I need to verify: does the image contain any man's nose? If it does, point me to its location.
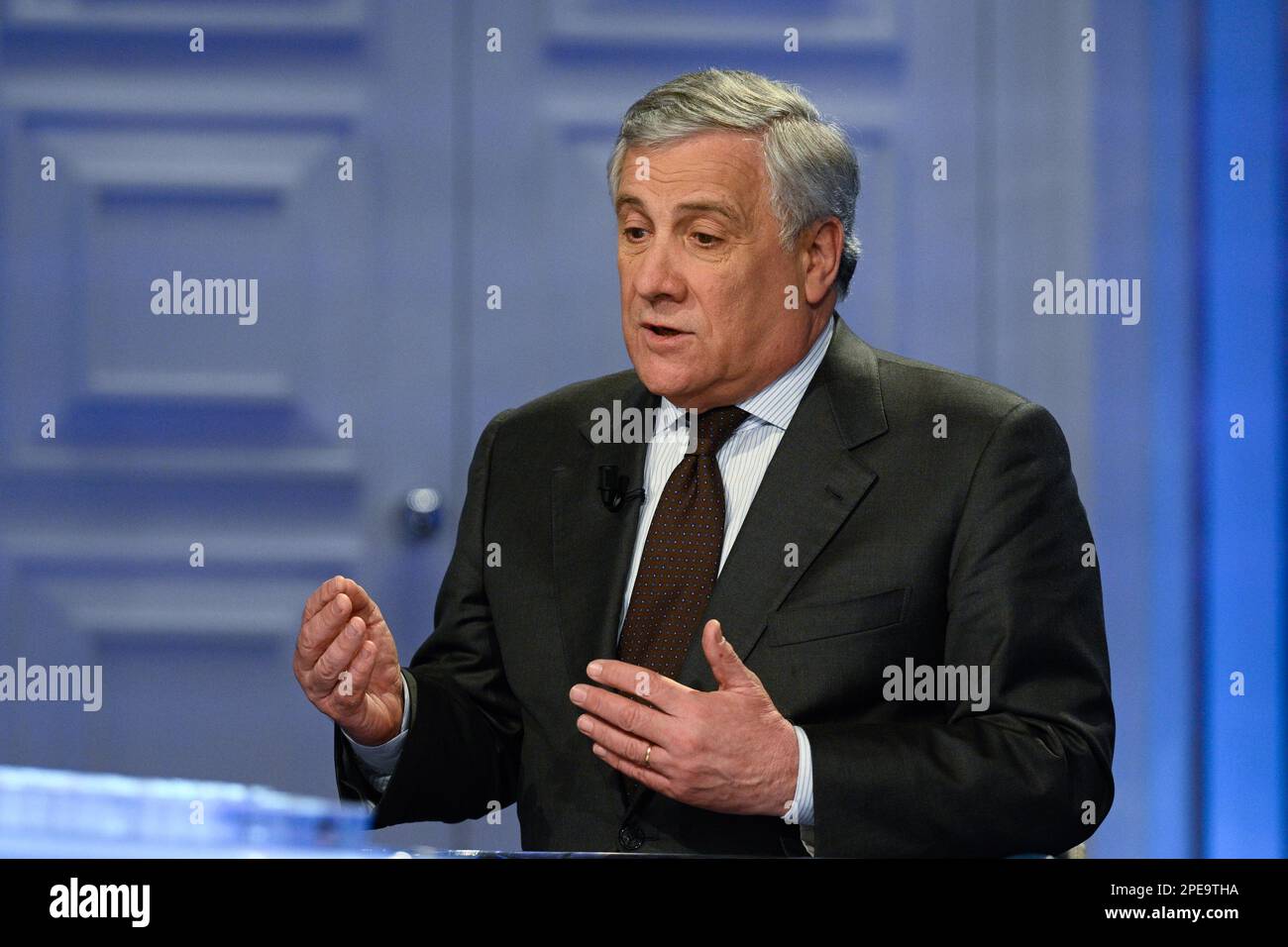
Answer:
[634,240,684,299]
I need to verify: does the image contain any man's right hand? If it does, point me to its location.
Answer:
[292,576,403,746]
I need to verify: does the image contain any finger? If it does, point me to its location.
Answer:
[300,576,345,625]
[310,616,366,694]
[577,714,671,775]
[702,618,760,690]
[587,657,693,714]
[295,591,353,668]
[332,640,376,714]
[591,743,675,798]
[568,684,678,746]
[340,579,380,625]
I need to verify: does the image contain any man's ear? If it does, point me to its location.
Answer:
[802,217,845,305]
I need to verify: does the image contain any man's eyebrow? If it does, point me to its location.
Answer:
[614,194,742,223]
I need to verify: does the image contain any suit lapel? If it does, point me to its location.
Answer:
[550,380,660,686]
[679,320,888,690]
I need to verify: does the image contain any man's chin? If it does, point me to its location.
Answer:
[635,360,691,402]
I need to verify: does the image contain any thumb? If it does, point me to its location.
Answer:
[702,618,756,690]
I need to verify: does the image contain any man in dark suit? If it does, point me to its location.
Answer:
[295,69,1115,856]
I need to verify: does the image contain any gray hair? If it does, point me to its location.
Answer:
[608,69,859,299]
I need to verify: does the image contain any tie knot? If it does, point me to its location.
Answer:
[697,404,747,455]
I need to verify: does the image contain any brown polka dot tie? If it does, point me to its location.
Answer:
[617,407,747,798]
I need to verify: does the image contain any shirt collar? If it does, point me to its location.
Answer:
[660,314,836,430]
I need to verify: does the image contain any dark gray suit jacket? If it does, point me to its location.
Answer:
[335,313,1115,857]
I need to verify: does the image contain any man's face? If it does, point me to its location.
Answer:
[617,130,812,411]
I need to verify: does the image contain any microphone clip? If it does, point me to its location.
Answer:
[599,464,644,513]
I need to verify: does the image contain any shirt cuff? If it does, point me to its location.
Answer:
[340,672,411,789]
[785,727,814,826]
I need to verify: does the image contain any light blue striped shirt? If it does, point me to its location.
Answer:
[344,316,836,854]
[617,317,836,826]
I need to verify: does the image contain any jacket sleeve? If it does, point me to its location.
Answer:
[804,402,1115,857]
[335,411,523,828]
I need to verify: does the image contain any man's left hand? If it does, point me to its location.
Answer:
[570,618,799,817]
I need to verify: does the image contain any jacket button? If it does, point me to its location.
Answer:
[617,822,644,852]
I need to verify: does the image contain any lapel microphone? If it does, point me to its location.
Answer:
[599,464,644,513]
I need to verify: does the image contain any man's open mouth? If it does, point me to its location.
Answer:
[644,322,687,336]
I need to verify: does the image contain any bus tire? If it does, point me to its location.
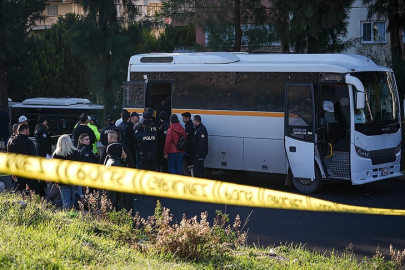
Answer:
[291,168,323,194]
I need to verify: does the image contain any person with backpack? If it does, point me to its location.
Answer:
[34,115,52,157]
[104,143,135,211]
[192,115,208,178]
[77,133,98,163]
[8,124,45,196]
[136,120,158,171]
[72,113,96,147]
[163,114,187,175]
[52,134,83,209]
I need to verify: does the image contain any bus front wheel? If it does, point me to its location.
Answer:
[291,168,323,194]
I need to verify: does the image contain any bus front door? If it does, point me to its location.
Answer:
[284,84,318,193]
[123,80,148,112]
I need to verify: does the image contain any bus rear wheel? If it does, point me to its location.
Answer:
[291,168,323,194]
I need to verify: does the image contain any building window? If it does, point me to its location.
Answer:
[47,5,58,16]
[361,22,386,43]
[146,3,162,17]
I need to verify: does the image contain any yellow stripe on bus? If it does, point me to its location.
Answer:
[172,109,284,117]
[0,153,405,216]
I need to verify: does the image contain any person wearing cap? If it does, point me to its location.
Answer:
[99,127,136,168]
[181,112,194,166]
[157,111,170,173]
[104,143,135,213]
[87,115,100,155]
[192,115,208,178]
[72,113,96,147]
[115,109,128,127]
[6,123,20,151]
[34,115,52,157]
[163,114,186,175]
[130,112,139,128]
[100,114,117,146]
[118,111,135,157]
[7,124,40,195]
[0,105,10,149]
[136,120,158,171]
[134,109,157,169]
[18,115,28,125]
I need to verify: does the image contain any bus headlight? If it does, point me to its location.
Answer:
[355,146,370,158]
[395,143,401,154]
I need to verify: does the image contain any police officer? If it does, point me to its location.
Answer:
[134,109,157,169]
[100,114,122,146]
[34,115,52,157]
[136,119,158,171]
[157,111,170,173]
[181,112,194,168]
[192,115,208,177]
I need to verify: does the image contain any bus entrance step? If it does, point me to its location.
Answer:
[329,163,350,178]
[332,151,350,165]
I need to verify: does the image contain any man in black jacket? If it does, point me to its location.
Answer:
[8,124,45,195]
[99,129,136,168]
[100,114,123,146]
[181,112,194,167]
[157,111,170,173]
[192,115,208,178]
[34,115,52,157]
[118,109,135,157]
[72,113,96,147]
[136,120,158,171]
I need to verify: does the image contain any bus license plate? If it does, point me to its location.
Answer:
[381,167,390,176]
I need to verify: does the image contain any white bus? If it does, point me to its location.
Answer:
[123,52,401,193]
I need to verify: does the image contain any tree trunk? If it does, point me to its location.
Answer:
[0,0,8,112]
[388,0,405,100]
[233,0,242,52]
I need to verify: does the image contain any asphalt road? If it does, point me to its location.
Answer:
[136,173,405,258]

------------------------

* INSTRUCTIONS TO FOLLOW
Format every line of the entries above as a JSON list of strings, one string per line, with blank lines and the pictures left out.

* SOLVED PROBLEM
[
  "I need to verify: does the image contain any man's nose? If it does, point me to its location.",
  "Answer:",
  "[634,240,684,299]",
  "I need to verify: does the image contain any man's right hand? If it does, point me to its location.",
  "Answer:",
  "[292,576,403,746]",
  "I need to verify: does the image contain any finger? If it does, point me to its location.",
  "Answer:",
  "[300,576,345,625]",
  "[310,616,366,694]",
  "[577,714,671,775]",
  "[702,618,760,690]",
  "[587,657,693,714]",
  "[295,591,353,668]",
  "[332,640,376,714]",
  "[591,743,675,798]",
  "[568,684,678,746]",
  "[340,579,380,625]",
  "I need to verify: does the image contain any man's ear? If it does, point me to its location.",
  "Answer:",
  "[802,217,845,305]",
  "I need to verify: does the image contain any man's eyebrow? If it does, point me to its location.",
  "Answer:",
  "[614,194,742,223]",
  "I need to verify: does the image contain any suit lapel? If it does, point me to its location.",
  "Answer:",
  "[550,380,660,686]",
  "[679,320,888,690]",
  "I need to verify: does the image contain any man's chin? If it does, point me to its location.",
  "Answer:",
  "[635,360,691,402]",
  "I need to verify: does the image contain any thumb? If it does, point me to its location.",
  "Answer:",
  "[702,618,756,690]",
  "I need to verify: does the image contain any man in dark suit? If it does, point me to its location.",
  "Answer:",
  "[295,69,1115,856]",
  "I need to verify: does the image contain any gray hair? If it does, point me to its location.",
  "Answer:",
  "[608,69,859,299]",
  "I need to verify: does the image contain any tie knot? If it does, point me to its location.",
  "Answer:",
  "[697,404,747,455]",
  "I need to verify: does the image contain any brown polka dot tie? If it does, point me to its location.",
  "Answer:",
  "[617,407,747,798]",
  "I need to verify: does the image contain any shirt collar? If it does, point me to its location.",
  "Answer:",
  "[660,314,836,430]",
  "I need to verify: does the image contain any dark gray suit jacket? If it does, point me to its location.",
  "Answer:",
  "[335,313,1115,857]",
  "I need to verify: does the image contain any man's face? If it does, point me to its location.",
  "Answer:",
  "[617,130,812,411]",
  "I need to verify: does the image contain any microphone clip? If it does, point me to its location.",
  "Answer:",
  "[599,464,644,513]",
  "I need to verify: does the image contain any shirt cuff? If it does, point me to its location.",
  "Answer:",
  "[340,672,411,789]",
  "[785,727,814,826]",
  "I need to verify: does the image contain any light blue striped shirt? If it does, point me to its location.",
  "Answer:",
  "[344,316,836,854]",
  "[617,317,836,826]",
  "I need to verify: does the image contain any jacket sleeve? If it does, point me to its location.",
  "Answer:",
  "[804,402,1115,857]",
  "[335,411,523,828]",
  "I need to verify: does the image contain any man's left hand? If it does, point me to its location.",
  "Answer:",
  "[570,618,799,817]",
  "I need to verify: does the image contain any jacket button? If it does, point me to its location.",
  "Answer:",
  "[617,822,644,852]",
  "I need to verify: does the image contain any lapel microphone? If it does, point me to its location.",
  "Answer:",
  "[599,464,644,513]",
  "I need to verify: does the image contain any man's open mouth? If it does, point me to its location.",
  "Answer:",
  "[644,322,687,336]",
  "I need to verify: does the image contain any bus tire? If it does, point me to its location.",
  "Answer:",
  "[291,168,323,194]",
  "I need to verify: does the image contain any person with backpack? If it does, point me to its location.",
  "Answer:",
  "[34,115,52,157]",
  "[104,143,135,211]",
  "[192,115,208,178]",
  "[77,133,98,163]",
  "[8,124,45,196]",
  "[136,120,158,171]",
  "[72,113,96,147]",
  "[163,114,187,175]",
  "[52,134,83,209]",
  "I need to verify: does the image contain any bus front wheel? If it does, point me to its location.",
  "Answer:",
  "[291,168,323,194]",
  "I need to verify: does the image contain any bus front door? If it does, point me to its location.",
  "Answer:",
  "[284,84,318,193]",
  "[123,80,148,112]",
  "I need to verify: does the image contain any bus rear wheel? If it does, point me to its location.",
  "Answer:",
  "[291,168,323,194]",
  "I need to verify: does the image contain any building window? If it does, point me to its location.",
  "Answer:",
  "[47,5,58,16]",
  "[361,22,386,43]",
  "[146,3,162,17]",
  "I need to verify: does the image contain any yellow stripe on bus? If it does, point me to its location.",
  "Answer:",
  "[172,109,284,117]",
  "[0,153,405,216]",
  "I need to verify: does the image contain any person wearing cap? If it does, point me to its location.",
  "Answer:",
  "[99,127,136,168]",
  "[181,112,194,166]",
  "[157,111,170,173]",
  "[104,143,135,213]",
  "[87,115,100,155]",
  "[192,115,208,178]",
  "[72,113,96,147]",
  "[115,109,128,127]",
  "[6,123,20,151]",
  "[34,115,52,157]",
  "[163,114,186,175]",
  "[130,112,139,128]",
  "[100,114,117,146]",
  "[118,111,135,157]",
  "[7,124,40,195]",
  "[0,105,10,149]",
  "[136,120,158,171]",
  "[134,109,157,169]",
  "[18,115,28,125]",
  "I need to verify: does the image contain any bus headlight? If it does, point me to its location.",
  "Answer:",
  "[355,146,370,158]",
  "[395,143,401,154]",
  "I need to verify: does the image contain any police officer? If it does, point me to its location.",
  "Answer:",
  "[134,109,157,169]",
  "[100,114,122,146]",
  "[34,115,52,157]",
  "[136,119,158,171]",
  "[157,111,170,173]",
  "[181,112,194,168]",
  "[192,115,208,177]",
  "I need to verify: does the image contain any bus entrance step? If it does, point me to its location.",
  "Answer:",
  "[329,163,350,178]",
  "[332,151,350,165]",
  "I need to verify: does the image contain any man in black jacket? If it does, point me to its location.",
  "Answer:",
  "[8,124,45,195]",
  "[99,129,136,168]",
  "[100,114,123,146]",
  "[181,112,194,167]",
  "[157,111,170,173]",
  "[192,115,208,178]",
  "[34,115,52,157]",
  "[118,109,135,157]",
  "[72,113,96,147]",
  "[136,120,158,171]",
  "I need to verify: does the image contain any bus license plate? If it does, point me to its location.",
  "Answer:",
  "[381,167,390,176]",
  "I need to verify: does the image contain any white bus? If it does, point me to its location.",
  "Answer:",
  "[123,52,401,193]",
  "I need to verify: does the image contain any tree trunk? If it does, point me to its location.",
  "Answer:",
  "[0,0,8,112]",
  "[388,0,405,100]",
  "[233,0,242,52]",
  "I need to verify: does the image contain any asphalt road? If it does, point me to its location.",
  "Answer:",
  "[136,173,405,258]"
]